**About this task:** Using the listing below, extract each line that has the word "clicks" in it.

================

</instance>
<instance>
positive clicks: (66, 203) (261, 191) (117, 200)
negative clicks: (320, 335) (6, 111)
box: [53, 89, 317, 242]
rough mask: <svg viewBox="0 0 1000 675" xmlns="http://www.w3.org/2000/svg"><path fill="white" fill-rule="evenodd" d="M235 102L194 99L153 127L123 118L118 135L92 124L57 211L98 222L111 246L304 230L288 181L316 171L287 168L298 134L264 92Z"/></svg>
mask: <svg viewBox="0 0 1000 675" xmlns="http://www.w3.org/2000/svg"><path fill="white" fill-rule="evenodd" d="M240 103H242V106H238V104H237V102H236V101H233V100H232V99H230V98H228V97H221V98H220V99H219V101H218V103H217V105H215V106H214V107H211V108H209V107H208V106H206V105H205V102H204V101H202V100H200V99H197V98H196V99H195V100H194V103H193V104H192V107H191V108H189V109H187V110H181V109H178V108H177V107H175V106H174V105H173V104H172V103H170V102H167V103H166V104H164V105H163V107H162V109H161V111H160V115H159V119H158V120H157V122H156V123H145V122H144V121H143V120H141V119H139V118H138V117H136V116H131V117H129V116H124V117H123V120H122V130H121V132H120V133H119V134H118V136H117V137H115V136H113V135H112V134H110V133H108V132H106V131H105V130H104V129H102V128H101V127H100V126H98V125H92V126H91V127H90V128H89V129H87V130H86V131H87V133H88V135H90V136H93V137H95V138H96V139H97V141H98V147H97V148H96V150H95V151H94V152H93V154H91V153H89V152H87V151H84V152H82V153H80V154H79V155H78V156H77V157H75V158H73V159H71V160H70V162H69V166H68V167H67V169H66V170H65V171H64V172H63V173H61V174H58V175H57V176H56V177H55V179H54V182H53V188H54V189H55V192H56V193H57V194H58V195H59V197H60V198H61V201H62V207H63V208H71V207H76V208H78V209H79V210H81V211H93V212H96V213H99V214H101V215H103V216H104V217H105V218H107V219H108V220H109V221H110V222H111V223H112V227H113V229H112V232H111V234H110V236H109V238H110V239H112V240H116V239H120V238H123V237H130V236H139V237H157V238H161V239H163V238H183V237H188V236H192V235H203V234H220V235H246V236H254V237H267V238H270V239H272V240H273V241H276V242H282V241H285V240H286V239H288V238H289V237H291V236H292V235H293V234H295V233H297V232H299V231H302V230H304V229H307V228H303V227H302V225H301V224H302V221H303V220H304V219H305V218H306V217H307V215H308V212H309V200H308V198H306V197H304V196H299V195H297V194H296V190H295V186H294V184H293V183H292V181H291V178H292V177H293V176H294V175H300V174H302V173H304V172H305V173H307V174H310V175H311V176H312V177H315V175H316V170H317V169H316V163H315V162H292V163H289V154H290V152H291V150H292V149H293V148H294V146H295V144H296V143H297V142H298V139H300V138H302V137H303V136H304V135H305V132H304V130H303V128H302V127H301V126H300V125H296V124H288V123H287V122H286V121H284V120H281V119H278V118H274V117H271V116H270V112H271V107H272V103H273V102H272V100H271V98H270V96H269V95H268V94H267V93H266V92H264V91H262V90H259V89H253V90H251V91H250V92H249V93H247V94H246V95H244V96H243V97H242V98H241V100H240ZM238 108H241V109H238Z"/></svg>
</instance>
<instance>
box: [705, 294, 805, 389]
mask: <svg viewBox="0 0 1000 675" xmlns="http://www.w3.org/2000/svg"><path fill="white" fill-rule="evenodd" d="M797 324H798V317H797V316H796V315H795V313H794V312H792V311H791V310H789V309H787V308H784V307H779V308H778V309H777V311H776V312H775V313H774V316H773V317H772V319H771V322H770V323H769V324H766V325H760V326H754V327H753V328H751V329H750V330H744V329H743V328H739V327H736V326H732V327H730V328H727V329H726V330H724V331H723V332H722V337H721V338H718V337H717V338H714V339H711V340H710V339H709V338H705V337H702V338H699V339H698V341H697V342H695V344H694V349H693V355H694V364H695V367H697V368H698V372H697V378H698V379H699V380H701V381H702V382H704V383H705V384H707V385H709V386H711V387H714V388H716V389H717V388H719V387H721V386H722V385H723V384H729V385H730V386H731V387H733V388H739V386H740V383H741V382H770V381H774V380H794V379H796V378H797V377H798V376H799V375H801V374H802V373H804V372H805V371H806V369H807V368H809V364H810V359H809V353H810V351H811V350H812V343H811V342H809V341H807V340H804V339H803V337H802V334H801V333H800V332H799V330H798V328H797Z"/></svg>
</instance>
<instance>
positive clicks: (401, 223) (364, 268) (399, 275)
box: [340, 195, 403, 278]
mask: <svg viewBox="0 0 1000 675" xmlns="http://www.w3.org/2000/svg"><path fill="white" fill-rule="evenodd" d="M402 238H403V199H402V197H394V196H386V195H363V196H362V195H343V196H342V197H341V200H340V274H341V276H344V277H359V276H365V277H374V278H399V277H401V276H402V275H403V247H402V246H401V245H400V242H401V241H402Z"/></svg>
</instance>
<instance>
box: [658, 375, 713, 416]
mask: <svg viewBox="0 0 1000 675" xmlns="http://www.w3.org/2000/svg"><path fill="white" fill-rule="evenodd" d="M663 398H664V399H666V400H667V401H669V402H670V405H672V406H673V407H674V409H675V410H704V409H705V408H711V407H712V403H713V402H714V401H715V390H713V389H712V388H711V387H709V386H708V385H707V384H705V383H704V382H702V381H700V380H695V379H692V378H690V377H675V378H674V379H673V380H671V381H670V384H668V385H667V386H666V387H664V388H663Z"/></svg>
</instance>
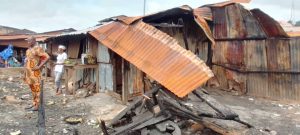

================

**Exercise result:**
positive clicks: (66, 203) (261, 191) (117, 200)
negative clicks: (320, 335) (6, 111)
positive clicks: (401, 223) (364, 268) (399, 275)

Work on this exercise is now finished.